### 原文节选
=-=-=

使用 Ray Core实现Pong的并行强化学习训练
在此示例中将使用 Gymnasium 训练一个非常简单的神经网络来玩 Pong 游戏。从高层次来看,将使用多个 Ray actors 同时获取模拟展开和计算梯度。然后将集中这些梯度并更新神经网络。更新后的神经网络将传回到每个 Ray actor 以进行更多的梯度计算。
环境配置
在RayRLlib环境的基础上,还需要安装:
pip install gymnasium[atari] gym==0.26.2
pip install pyyaml
pip install -U "ray[tune]"
pip install gym[accept-rom-license]
目前,在一台具有64个物理核心的大型机器上,使用大小为1的批次计算更新大约需要1秒,大小为10的批次大约需要2.5秒。大小为60的批次大约需要3秒。在一个具有11个节点的集群上,每个节点有18个物理核心,大小为300的批次大约需要10秒。这些时间取决于并行计算时各个计算设备所需的时间,而这又取决于策略的表现。例如,一个非常糟糕的策略会很快失败。随着策略的学习,可以预期这些数字会增加。
代码实现
import numpy as np
import os
import ray
import time
import gymnasium as gym
定义几个使用的超参数:
H = 200 # The number of hidden layer neurons.
gamma = 0.99 # The discount factor for reward.
decay_rate = 0.99 # The decay factor for RMSProp leaky sum of grad^2.
D = 80 * 80 # The input dimensionality: 80x80 grid.
learning_rate = 1e-4 # Magnitude of the update.
首先定义几个辅助函数:
- 预处理:preprocess 函数将原始的 210x160x3 uint8 帧预处理为一个一维的 6400 浮点向量。
- 奖励处理:process_rewards 函数将计算一个折扣奖励。该公式表明,采样的行动的“价值”是随后所有奖励的加权和,但后面的奖励指数级地不那么重要。
- 回合:rollout 函数玩整个乒乓球游戏(直到电脑或强化学习代理输了)。
def preprocess(img):
# Crop the image.
img = img[35:195]
# Downsample by factor of 2.
img = img[::2, ::2, 0]
# Erase background (background type 1).
img[img == 144] = 0
# Erase background (background type 2).
img[img == 109] = 0
# Set everything else (paddles, ball) to 1.
img[img != 0] = 1
return img.astype(np.float).ravel()
def process_rewards(r):
"""Compute discounted reward from a vector of rewards."""
discounted_r = np.zeros_like(r)
running_add = 0
for t in reversed(range(0, r.size)):
# Reset the sum, since this was a game boundary (pong specific!).
if r[t] != 0:
running_add = 0
running_add = running_add * gamma + r[t]
discounted_r[t] = running_add
return discounted_r
def rollout(model, env):
"""Evaluates env and model until the env returns "Terminated" or "Truncated".
Returns:
xs: A list of observations
hs: A list of model hidden states per observation
dlogps: A list of gradients
drs: A list of rewards.
"""
# Reset the game.
observation, info = env.reset()
# Note that prev_x is used in computing the difference frame.
prev_x = None
xs, hs, dlogps, drs = [], [], [], []
terminated = truncated = False
while not terminated and not truncated:
cur_x = preprocess(observation)

=-=-=

### 可用数据
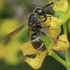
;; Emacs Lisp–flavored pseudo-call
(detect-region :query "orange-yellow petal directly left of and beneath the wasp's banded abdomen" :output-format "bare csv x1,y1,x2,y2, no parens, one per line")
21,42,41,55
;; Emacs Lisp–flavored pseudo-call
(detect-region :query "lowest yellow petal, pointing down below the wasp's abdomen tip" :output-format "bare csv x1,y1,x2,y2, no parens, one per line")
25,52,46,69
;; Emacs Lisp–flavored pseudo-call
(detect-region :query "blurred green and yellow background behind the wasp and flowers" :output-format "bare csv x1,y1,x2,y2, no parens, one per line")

=-=-=

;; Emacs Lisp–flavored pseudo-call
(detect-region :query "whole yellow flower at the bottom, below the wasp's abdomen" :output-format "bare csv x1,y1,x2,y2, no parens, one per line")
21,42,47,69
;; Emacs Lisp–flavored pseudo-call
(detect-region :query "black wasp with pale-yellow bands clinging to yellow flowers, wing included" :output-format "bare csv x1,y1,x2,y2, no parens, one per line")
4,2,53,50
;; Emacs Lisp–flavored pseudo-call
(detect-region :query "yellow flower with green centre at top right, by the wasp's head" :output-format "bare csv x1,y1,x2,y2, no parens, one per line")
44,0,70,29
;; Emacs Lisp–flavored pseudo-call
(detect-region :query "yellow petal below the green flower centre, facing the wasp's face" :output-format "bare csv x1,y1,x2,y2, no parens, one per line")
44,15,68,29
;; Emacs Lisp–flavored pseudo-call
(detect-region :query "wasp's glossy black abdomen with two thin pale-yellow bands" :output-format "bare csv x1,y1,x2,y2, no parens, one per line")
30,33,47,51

=-=-=

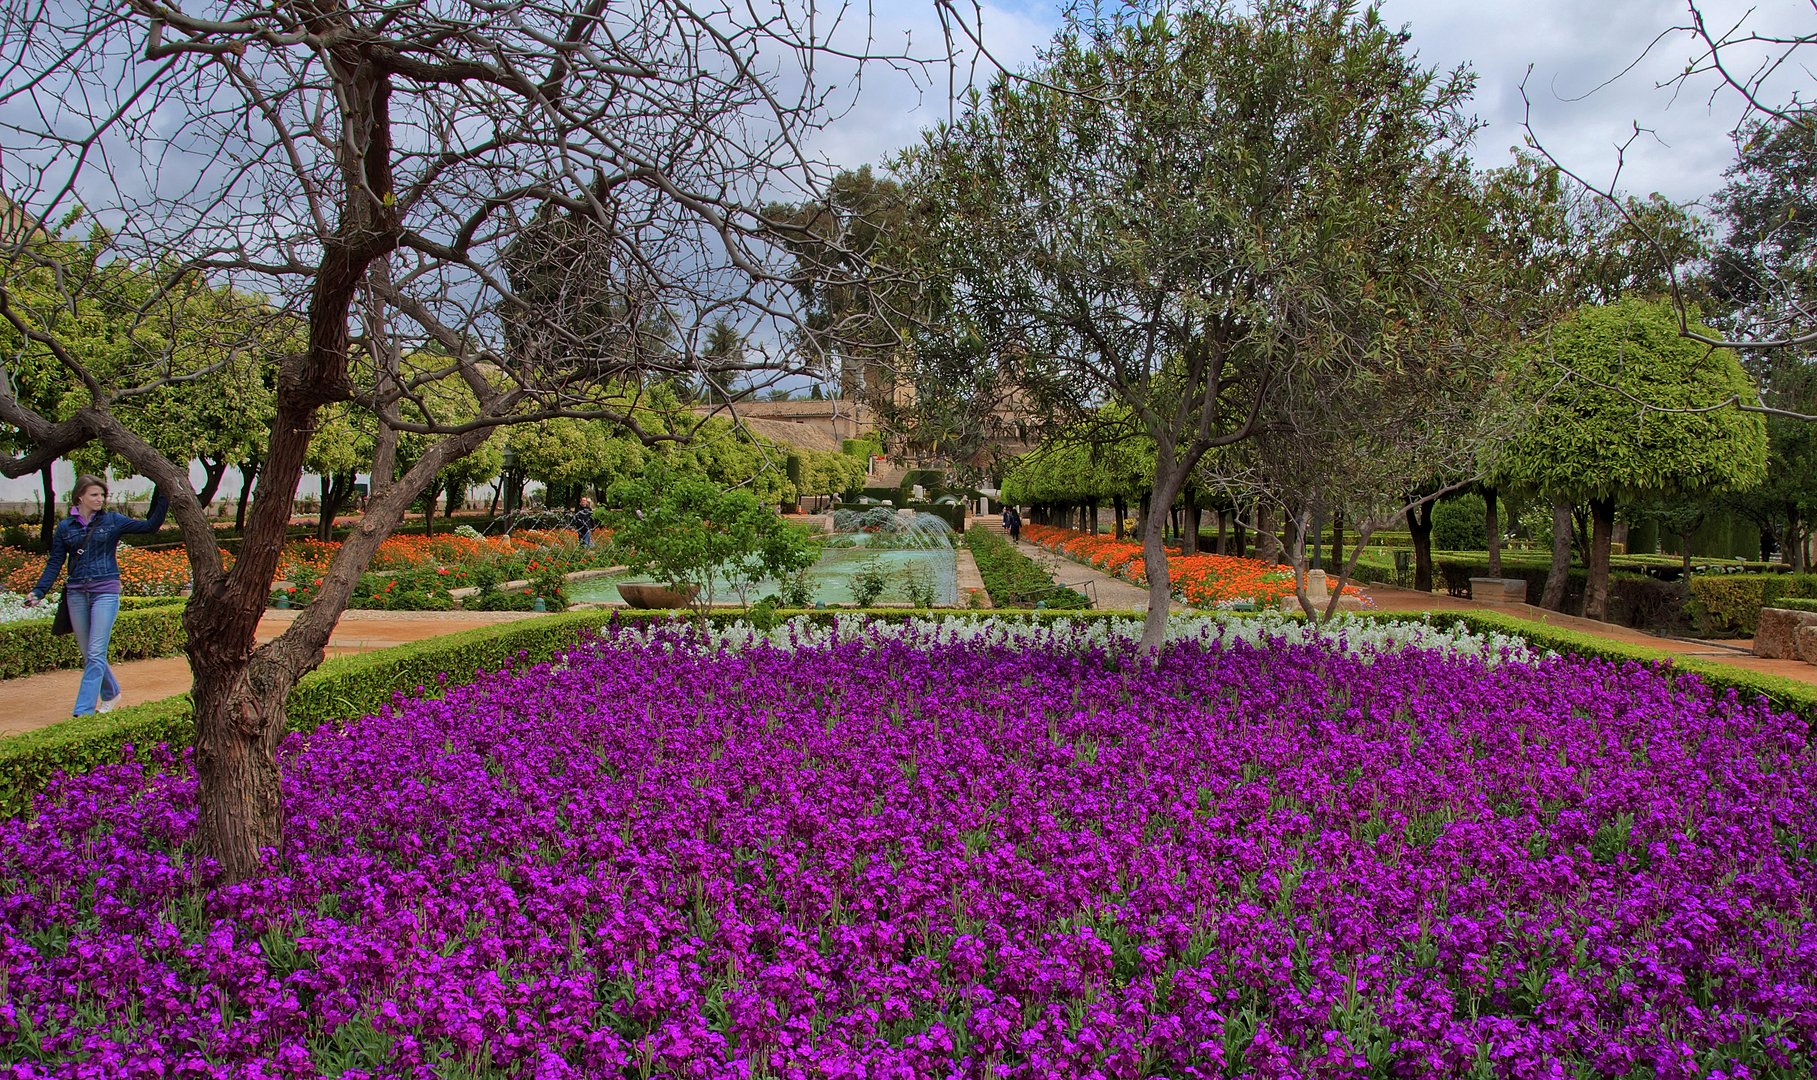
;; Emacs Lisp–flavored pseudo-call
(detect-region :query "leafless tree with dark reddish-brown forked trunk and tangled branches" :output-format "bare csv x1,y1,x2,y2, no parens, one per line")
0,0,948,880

=-=-=

### 问题描述
请根据原文节选回答下列问题:
(a) 在具有11个节点、每个节点有18个物理核心的集群上,大小为300的批次大约需要多少秒?
(b) 超参数中隐藏层神经元的数量 H 被设为多少?
(c) preprocess 函数将原始的 210x160x3 uint8 帧预处理成什么?

### 书面解答
(a) 大约10秒。
(b) 200。
(c) 一个一维的 6400 浮点向量。